## TASK GOAL
Please give again exactly the lines from the top of the material through the line with "Need: one point per instance of the blurred"; omit each picture.
++++++
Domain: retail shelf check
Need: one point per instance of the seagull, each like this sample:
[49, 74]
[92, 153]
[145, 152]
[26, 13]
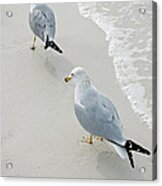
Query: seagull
[43, 24]
[98, 116]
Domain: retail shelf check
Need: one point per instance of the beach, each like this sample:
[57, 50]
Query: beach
[41, 136]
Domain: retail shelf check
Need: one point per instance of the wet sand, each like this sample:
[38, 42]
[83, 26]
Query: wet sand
[41, 136]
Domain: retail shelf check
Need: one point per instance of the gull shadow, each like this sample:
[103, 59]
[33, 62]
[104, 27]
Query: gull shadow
[111, 166]
[57, 65]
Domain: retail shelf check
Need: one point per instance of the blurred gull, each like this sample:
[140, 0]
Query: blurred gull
[97, 115]
[43, 24]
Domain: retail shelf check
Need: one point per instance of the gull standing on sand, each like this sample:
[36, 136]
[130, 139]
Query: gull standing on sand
[97, 115]
[43, 24]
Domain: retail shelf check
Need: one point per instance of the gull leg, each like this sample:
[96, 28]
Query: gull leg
[33, 46]
[88, 140]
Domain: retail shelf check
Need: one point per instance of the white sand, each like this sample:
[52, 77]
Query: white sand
[41, 136]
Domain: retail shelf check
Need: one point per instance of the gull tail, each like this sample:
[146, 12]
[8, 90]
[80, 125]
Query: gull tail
[132, 146]
[53, 45]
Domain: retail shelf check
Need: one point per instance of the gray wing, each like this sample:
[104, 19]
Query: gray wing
[42, 21]
[100, 116]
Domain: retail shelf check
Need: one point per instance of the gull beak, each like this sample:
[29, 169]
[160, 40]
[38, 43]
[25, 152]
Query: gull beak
[67, 79]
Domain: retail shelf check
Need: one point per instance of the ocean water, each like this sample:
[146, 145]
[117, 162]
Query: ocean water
[128, 34]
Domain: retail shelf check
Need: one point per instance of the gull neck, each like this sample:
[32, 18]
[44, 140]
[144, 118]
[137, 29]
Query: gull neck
[81, 87]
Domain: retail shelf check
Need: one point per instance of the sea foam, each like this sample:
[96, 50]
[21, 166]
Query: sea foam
[129, 36]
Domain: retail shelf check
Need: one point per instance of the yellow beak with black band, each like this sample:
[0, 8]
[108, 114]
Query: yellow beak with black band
[67, 79]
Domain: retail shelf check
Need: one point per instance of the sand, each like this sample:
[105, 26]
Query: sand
[41, 136]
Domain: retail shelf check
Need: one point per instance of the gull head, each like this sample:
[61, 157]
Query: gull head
[77, 76]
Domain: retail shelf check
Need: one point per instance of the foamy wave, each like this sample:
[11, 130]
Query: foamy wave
[129, 37]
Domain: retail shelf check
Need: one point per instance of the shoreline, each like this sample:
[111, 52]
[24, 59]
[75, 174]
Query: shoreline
[48, 101]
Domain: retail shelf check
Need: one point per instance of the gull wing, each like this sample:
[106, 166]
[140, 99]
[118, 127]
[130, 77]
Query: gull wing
[42, 21]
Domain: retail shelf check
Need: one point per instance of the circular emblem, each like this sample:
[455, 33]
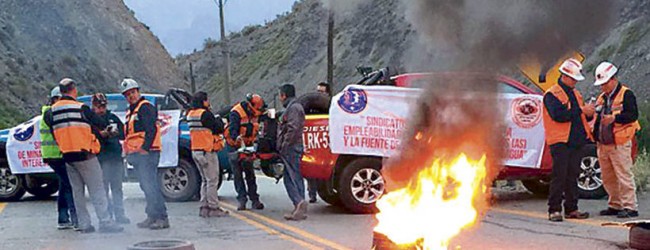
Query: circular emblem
[526, 112]
[353, 100]
[24, 132]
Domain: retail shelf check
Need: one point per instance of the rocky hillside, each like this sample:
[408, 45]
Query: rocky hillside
[96, 42]
[292, 49]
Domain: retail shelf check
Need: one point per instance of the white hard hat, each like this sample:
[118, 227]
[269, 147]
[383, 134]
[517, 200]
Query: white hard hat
[56, 92]
[128, 84]
[604, 72]
[572, 67]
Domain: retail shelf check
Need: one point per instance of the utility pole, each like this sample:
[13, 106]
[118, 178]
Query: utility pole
[226, 51]
[330, 49]
[192, 83]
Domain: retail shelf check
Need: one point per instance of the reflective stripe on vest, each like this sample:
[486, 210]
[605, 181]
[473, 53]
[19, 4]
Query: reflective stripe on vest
[558, 132]
[72, 132]
[49, 148]
[134, 140]
[245, 123]
[622, 132]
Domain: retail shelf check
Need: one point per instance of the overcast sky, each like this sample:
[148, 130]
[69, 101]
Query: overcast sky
[183, 25]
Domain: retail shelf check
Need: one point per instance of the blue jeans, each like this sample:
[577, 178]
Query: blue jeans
[64, 202]
[245, 181]
[293, 180]
[146, 167]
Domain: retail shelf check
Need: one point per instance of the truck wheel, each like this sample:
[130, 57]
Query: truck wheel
[539, 187]
[11, 186]
[590, 184]
[42, 187]
[181, 183]
[328, 194]
[361, 184]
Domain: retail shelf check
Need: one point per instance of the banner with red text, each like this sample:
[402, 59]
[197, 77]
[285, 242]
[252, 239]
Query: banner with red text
[370, 120]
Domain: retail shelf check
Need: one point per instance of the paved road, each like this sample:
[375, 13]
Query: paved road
[516, 221]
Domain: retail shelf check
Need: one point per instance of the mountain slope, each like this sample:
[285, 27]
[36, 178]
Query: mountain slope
[96, 42]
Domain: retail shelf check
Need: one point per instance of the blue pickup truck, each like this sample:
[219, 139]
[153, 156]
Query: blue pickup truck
[180, 181]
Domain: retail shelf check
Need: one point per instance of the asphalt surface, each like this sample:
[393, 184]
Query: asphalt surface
[517, 220]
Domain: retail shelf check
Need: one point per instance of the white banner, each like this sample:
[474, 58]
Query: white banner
[24, 141]
[370, 120]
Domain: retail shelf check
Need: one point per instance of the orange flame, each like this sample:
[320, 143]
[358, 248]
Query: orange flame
[435, 206]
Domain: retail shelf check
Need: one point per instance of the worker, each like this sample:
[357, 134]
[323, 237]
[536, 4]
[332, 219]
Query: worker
[206, 139]
[72, 124]
[290, 146]
[615, 127]
[242, 130]
[567, 133]
[110, 158]
[142, 147]
[52, 156]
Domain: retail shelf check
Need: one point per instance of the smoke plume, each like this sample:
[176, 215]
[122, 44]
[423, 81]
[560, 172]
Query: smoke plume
[458, 112]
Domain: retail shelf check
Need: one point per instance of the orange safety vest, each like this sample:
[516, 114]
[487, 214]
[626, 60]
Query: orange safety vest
[558, 132]
[201, 138]
[245, 123]
[134, 140]
[72, 132]
[622, 132]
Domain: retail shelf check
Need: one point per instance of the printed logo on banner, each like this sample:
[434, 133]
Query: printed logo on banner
[24, 132]
[526, 111]
[353, 100]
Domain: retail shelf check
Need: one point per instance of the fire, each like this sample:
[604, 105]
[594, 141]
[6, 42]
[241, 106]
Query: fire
[435, 206]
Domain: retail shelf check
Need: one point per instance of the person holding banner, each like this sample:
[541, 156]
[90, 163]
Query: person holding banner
[616, 123]
[567, 132]
[142, 148]
[290, 146]
[54, 158]
[206, 139]
[72, 123]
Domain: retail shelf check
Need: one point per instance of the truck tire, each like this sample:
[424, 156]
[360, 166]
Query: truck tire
[41, 187]
[328, 194]
[539, 187]
[12, 186]
[314, 103]
[181, 183]
[361, 184]
[590, 184]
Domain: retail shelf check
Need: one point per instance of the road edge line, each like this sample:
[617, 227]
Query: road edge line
[303, 233]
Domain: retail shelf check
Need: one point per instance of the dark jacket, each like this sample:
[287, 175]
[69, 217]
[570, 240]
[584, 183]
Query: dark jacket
[629, 114]
[111, 147]
[559, 113]
[93, 119]
[146, 121]
[292, 123]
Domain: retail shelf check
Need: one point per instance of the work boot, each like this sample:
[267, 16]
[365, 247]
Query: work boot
[110, 228]
[87, 230]
[65, 225]
[576, 215]
[159, 224]
[258, 205]
[627, 213]
[203, 212]
[555, 217]
[242, 206]
[122, 220]
[217, 212]
[146, 223]
[610, 212]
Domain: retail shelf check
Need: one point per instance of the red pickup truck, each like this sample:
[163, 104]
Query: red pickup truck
[355, 181]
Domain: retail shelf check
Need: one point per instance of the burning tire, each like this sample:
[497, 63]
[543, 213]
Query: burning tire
[590, 184]
[327, 194]
[181, 183]
[361, 184]
[11, 186]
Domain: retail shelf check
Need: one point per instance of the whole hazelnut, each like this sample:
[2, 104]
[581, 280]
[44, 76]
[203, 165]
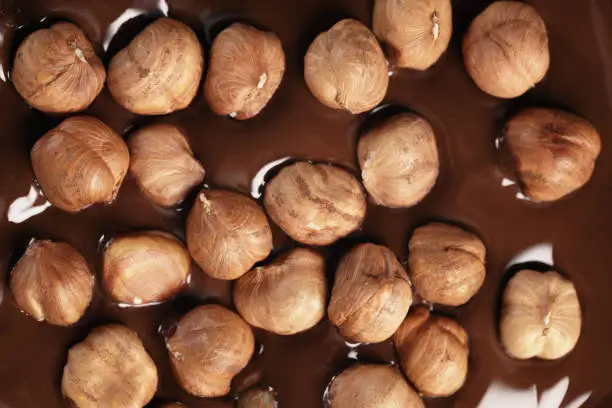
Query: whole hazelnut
[285, 297]
[56, 70]
[315, 204]
[417, 32]
[52, 282]
[399, 160]
[505, 50]
[554, 152]
[345, 68]
[433, 352]
[246, 68]
[163, 164]
[446, 263]
[209, 347]
[159, 71]
[145, 267]
[110, 368]
[227, 233]
[371, 294]
[540, 316]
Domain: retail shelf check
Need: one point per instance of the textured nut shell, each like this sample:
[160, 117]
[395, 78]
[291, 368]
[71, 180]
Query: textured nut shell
[315, 204]
[554, 152]
[227, 233]
[433, 352]
[159, 71]
[285, 297]
[345, 68]
[52, 282]
[109, 368]
[399, 160]
[79, 163]
[209, 347]
[56, 70]
[371, 294]
[540, 316]
[163, 164]
[418, 31]
[246, 68]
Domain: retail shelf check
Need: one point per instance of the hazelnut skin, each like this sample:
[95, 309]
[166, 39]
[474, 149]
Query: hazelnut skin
[554, 152]
[540, 316]
[433, 352]
[227, 233]
[246, 68]
[285, 297]
[159, 71]
[505, 50]
[52, 282]
[446, 263]
[371, 294]
[110, 368]
[56, 70]
[315, 204]
[345, 68]
[399, 160]
[209, 347]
++++++
## ANSWER TO THE EXERCISE
Domain: retail shelf check
Need: one point per instance of the seagull, each like this sample:
[49, 74]
[92, 153]
[145, 152]
[26, 13]
Query: seagull
[43, 24]
[98, 116]
Domain: retail shelf check
Need: one point per instance of the beach, each like this sample:
[57, 50]
Query: beach
[41, 136]
Domain: retail shelf check
Need: one point per instance of the wet sand, each like this sample:
[38, 42]
[83, 26]
Query: wet sand
[41, 136]
Domain: retail shelf check
Need: one point per instance of the gull shadow, each like this sample:
[103, 59]
[33, 62]
[104, 27]
Query: gull shadow
[111, 166]
[57, 65]
Domain: retail shelf check
Need: one point per instance of the blurred gull, each like this sample:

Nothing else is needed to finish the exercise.